Start of Passage to read

Model Architecture (Large/Fat Variant)

According to the large.yaml configuration, the primary "Fat" target is:

Parameter Value
Vocabulary Size 30,000 (ALBERT-base-v2)
Hidden Dimension ($d_{model}$) 1024
Layers 3 (+ Amygdala Layer 0)
Attention Heads 16 ($d_{head}=64$)
FFN Expansion 4x ($d_{ffn}=4096$)
Context Window 1024 Tokens
Activation SwiGLU
Normalization RMSNorm

Detailed Component Breakdown

1. Parallel Attention & FFN (PaLM-style)

Traditional Transformers compute Attention followed by an FFN in a serial bottleneck. Fin-FFB disrupts this by computing both concurrently on the same normalized input ($x_{norm} = \text{RMSNorm}(h_l)$). This approach reduces the sequential path length and improves hardware utilization during training: $$f_l(h_l) = \text{Dropout}(\text{GatedAttn}(x_{norm}) + \text{SwiGLUFFN}(x_{norm}))$$

2. Gated Attention Mechanism

To increase the non-linearity of the attention block and provide better noise filtering for dense financial text, we implement a sigmoid gating mechanism. The raw attention output is scaled by a learned gate projection derived from the normalized input:

  • Gate Projection: $\text{Gate} = \sigma(W_g \cdot x_{norm})$
  • Selective Filtering: $\text{Output} = W_o \cdot (\text{Gate} \odot \text{Attn}(x_{norm}))$

3. Full Attention Residuals (AttnRes)

End of Passage to read

[Short exercise 1]
In the listing, transcribe everything from the line containing "Expected: one point per instance of the gathered" down to the line containing "point(460, 850)", including both of those lines.

Start of Supplied material

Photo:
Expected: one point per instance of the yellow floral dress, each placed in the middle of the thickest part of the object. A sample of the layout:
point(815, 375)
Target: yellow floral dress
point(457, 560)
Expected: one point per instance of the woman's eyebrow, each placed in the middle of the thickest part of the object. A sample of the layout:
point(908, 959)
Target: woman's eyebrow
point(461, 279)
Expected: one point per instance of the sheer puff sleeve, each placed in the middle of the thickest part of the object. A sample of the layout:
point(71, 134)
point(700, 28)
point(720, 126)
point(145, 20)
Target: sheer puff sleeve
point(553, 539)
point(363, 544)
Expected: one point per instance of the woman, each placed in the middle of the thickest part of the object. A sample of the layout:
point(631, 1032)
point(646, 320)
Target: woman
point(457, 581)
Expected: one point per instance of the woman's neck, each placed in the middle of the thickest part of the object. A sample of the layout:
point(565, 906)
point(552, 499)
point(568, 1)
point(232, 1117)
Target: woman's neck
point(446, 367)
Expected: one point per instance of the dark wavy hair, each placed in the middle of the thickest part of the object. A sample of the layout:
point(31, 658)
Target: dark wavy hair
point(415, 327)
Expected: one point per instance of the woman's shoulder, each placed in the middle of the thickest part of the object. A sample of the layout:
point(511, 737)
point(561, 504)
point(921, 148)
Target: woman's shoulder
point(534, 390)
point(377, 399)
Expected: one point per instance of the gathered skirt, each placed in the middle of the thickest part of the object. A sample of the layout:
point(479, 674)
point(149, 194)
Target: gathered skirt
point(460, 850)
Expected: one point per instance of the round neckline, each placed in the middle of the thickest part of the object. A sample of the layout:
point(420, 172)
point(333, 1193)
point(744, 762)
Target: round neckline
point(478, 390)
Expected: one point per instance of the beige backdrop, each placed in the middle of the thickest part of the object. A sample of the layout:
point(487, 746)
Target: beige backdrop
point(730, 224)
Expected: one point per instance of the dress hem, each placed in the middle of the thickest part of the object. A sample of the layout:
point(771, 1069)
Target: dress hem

End of Supplied material

[Short exercise 2]
Based on the model architecture description, say whether each statement is true and quote the words that decide it: (a) The context window is 2048 tokens. (b) Attention and the FFN are computed concurrently on the same normalized input. (c) The normalization used is LayerNorm.

[Task result 1]
Expected: one point per instance of the gathered skirt, each placed in the middle of the thickest part of the object. A sample of the layout:
point(479, 674)
point(149, 194)
Target: gathered skirt
point(460, 850)

[Task result 2]
(a) No: "Context Window 1024 Tokens"
(b) Yes: "computing both concurrently on the same normalized input"
(c) No: "Normalization RMSNorm"